STATED TASK A:
Transcribe the stretch of the speaker-wire polarity thread from "# How to test" through "and refer back)...".

# How to test speaker wire for polarity.



## x047x (Mar 16, 2004)

I have a voltmeter but admittedly I'm not very competent with it. I'll be installing new speakers into a 1989 GMC S15 this afternoon and don't have speaker harnesses. I'm planning on snipping the factory harness from the end of the speaker wire and soldering the wire to the new speakers. How can I test which wire is positive though? I know how to do the test for the speakers with a battery, but how can I test the car side wires? (the harness plugs directly into the OEM speaker I believe and so there won't be and actual wires connected to the speaker to test and refer back)...


----------



## BassNotes (Mar 16, 2005)

What are the colors of the wires? Usually one leg, either the positive or the negative, on all of them will have something in common, like a stripe on the insulation.


----------



## 'dubber (Jun 15, 2004)

Use a volt meter set to DC millivolts and test the wires while playing some static. If it displays negative voltage, you have your common test wire on the positive output wire.


----------



## BassNotes (Mar 16, 2005)

'dubber said:


> Use a volt meter set to DC millivolts and test the wires while playing some static. If it displays negative voltage, you have your common test wire on the positive output wire.


----------



## 'dubber (Jun 15, 2004)

The display on the meter will (usually) indicate reverse polarity if the meter is hooked up backwards while a signal is present. A steady signal makes this easiest so use some pink noise or turn to a static channel on the radio. Either the needle will slam all the way left, or the digital display will show a negative symbol if you have the common test lead attached to the positive output wire and the positive test lead attached to the negative output wire (backwards). If they are not hooked up backwards, the opposite will be true. What is so  about that?

STATED TASK B:
Show each line of the records that contains the string "black", treating uppercase and lowercase as distinct.

INPUT:
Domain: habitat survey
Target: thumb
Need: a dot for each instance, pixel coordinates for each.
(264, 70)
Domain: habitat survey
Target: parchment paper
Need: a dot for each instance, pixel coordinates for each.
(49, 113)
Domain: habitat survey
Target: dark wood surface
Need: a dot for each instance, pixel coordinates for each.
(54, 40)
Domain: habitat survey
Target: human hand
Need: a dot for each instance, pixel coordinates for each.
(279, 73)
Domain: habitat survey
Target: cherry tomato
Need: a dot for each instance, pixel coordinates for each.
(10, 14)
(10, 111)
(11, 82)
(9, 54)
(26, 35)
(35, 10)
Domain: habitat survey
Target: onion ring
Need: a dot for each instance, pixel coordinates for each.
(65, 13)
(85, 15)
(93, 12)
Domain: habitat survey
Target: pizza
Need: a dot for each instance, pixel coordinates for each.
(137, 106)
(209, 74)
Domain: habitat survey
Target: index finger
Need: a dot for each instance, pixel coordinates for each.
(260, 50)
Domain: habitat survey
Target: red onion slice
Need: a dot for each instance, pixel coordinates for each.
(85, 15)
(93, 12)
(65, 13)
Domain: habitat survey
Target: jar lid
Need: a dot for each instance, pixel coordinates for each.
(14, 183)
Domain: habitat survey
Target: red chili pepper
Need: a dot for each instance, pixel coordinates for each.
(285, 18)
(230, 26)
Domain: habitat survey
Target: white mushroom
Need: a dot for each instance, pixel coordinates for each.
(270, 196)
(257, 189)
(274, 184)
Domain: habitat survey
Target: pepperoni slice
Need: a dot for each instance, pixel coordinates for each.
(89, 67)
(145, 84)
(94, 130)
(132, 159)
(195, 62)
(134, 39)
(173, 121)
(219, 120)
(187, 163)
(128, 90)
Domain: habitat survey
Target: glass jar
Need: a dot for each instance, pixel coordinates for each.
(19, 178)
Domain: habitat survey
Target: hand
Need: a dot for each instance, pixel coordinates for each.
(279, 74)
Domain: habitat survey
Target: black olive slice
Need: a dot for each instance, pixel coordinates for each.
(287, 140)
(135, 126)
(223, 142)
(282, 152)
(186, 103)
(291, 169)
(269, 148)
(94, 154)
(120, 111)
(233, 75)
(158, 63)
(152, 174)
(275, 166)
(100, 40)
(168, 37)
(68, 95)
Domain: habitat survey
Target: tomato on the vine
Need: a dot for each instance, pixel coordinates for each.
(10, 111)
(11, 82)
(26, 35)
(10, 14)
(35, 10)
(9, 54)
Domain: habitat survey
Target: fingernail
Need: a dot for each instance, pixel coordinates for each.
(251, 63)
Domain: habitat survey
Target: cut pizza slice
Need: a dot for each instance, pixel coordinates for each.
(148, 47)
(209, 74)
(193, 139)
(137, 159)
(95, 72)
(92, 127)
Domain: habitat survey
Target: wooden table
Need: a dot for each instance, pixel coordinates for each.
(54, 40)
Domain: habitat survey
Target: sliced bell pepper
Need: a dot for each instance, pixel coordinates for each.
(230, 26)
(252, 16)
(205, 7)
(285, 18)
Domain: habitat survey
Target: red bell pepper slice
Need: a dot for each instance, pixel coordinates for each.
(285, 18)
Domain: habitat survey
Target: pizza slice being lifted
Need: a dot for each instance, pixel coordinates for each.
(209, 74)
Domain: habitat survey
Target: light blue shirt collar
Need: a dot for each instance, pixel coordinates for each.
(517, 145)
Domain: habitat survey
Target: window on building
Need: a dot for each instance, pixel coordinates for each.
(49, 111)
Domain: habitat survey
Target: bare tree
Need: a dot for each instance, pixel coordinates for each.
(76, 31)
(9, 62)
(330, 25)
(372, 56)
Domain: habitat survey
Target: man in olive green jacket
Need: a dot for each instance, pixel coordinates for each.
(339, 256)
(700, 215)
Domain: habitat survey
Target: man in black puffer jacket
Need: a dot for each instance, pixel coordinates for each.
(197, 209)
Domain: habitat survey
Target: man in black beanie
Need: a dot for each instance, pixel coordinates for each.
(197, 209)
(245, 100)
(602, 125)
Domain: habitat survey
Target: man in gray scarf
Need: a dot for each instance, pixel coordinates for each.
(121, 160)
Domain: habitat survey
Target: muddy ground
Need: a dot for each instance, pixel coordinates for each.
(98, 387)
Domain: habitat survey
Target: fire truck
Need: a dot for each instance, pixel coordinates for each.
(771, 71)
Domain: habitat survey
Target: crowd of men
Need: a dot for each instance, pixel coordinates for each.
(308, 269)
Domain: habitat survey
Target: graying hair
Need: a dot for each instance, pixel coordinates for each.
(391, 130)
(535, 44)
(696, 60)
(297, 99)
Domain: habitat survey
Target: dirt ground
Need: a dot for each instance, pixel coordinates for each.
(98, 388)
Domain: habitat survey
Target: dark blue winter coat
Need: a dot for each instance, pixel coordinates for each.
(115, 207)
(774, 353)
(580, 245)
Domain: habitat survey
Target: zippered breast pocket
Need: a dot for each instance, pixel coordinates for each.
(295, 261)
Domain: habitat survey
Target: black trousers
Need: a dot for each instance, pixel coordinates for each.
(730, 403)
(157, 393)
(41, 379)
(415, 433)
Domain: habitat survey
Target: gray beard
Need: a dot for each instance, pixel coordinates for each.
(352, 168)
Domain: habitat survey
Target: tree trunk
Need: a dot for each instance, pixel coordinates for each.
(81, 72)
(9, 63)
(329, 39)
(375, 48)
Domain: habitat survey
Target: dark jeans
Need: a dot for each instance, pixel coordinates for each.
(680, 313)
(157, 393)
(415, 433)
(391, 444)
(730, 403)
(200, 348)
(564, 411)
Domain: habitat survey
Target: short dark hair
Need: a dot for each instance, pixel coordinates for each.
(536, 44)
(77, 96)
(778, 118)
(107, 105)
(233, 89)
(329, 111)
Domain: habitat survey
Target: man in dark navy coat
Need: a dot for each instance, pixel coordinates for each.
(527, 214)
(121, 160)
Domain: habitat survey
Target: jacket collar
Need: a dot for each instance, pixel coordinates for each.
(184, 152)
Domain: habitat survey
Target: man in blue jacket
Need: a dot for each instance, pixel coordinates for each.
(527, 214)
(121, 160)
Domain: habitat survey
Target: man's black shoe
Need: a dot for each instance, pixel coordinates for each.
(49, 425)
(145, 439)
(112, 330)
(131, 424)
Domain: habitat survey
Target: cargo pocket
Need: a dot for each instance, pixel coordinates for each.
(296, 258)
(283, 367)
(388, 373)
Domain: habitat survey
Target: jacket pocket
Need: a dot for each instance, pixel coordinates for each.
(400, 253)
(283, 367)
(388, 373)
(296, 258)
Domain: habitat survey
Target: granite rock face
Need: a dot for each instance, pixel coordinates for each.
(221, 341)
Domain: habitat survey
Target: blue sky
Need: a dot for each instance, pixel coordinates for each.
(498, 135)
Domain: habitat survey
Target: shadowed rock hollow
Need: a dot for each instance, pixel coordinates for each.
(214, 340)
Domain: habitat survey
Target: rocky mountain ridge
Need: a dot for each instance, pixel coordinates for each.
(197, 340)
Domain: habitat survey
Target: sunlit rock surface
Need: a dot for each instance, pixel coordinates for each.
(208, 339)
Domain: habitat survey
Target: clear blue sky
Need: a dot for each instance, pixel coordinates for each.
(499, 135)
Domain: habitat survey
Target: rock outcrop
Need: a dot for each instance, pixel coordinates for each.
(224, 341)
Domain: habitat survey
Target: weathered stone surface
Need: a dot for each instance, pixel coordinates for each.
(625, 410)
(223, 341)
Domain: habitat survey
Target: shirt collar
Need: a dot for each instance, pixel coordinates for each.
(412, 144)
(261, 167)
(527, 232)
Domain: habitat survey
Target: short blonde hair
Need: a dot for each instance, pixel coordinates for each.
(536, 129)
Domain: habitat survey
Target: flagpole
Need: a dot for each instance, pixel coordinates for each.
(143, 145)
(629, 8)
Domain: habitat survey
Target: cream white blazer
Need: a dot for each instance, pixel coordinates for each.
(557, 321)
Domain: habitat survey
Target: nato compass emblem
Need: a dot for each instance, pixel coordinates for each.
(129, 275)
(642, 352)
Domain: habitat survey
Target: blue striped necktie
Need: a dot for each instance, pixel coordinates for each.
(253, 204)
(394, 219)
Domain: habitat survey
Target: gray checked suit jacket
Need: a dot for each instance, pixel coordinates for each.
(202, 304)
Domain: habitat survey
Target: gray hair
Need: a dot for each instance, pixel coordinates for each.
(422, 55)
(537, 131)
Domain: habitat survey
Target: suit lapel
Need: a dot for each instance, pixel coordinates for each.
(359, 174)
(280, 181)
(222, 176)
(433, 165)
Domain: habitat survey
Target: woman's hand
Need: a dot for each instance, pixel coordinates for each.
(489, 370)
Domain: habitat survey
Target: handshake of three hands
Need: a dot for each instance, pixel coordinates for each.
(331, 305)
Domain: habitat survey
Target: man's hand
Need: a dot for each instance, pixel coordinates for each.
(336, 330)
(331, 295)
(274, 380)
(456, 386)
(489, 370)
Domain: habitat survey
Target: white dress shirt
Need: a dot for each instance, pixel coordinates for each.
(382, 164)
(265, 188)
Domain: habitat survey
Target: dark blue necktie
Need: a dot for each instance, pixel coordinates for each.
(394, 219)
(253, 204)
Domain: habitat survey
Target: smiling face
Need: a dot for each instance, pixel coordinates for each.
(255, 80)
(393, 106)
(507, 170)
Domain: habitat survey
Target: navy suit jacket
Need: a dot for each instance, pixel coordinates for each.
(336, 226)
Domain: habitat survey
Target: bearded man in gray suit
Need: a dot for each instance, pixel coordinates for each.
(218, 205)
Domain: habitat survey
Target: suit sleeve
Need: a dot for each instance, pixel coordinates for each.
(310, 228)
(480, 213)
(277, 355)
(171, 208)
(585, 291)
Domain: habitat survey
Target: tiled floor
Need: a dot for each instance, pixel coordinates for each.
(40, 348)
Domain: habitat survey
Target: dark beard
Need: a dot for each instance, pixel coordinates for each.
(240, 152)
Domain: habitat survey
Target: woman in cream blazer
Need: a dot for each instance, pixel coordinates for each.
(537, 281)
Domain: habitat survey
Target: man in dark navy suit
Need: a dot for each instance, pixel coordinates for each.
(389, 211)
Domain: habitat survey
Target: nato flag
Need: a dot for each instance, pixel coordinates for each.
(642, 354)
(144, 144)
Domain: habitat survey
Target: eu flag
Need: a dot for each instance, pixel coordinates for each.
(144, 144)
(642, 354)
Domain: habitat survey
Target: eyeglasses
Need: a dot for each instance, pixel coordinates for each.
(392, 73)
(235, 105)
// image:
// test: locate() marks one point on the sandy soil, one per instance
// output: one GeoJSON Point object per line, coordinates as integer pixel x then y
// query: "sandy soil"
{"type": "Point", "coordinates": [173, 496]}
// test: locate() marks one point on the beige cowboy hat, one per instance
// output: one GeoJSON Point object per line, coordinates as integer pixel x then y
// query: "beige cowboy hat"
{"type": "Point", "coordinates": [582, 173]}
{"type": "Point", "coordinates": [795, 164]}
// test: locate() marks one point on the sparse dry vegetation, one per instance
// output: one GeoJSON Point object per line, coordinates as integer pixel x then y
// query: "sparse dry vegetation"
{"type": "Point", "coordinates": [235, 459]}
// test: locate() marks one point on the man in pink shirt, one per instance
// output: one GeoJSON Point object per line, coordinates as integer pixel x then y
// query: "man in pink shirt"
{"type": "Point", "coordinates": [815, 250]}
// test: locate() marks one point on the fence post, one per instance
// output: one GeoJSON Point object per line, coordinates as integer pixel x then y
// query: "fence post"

WORKED ANSWER A:
# How to test speaker wire for polarity.



## x047x (Mar 16, 2004)

I have a voltmeter but admittedly I'm not very competent with it. I'll be installing new speakers into a 1989 GMC S15 this afternoon and don't have speaker harnesses. I'm planning on snipping the factory harness from the end of the speaker wire and soldering the wire to the new speakers. How can I test which wire is positive though? I know how to do the test for the speakers with a battery, but how can I test the car side wires? (the harness plugs directly into the OEM speaker I believe and so there won't be and actual wires connected to the speaker to test and refer back)...

WORKED ANSWER B:
Target: black olive slice
Target: man in black puffer jacket
Target: man in black beanie
Target: black trousers
Target: man's black shoe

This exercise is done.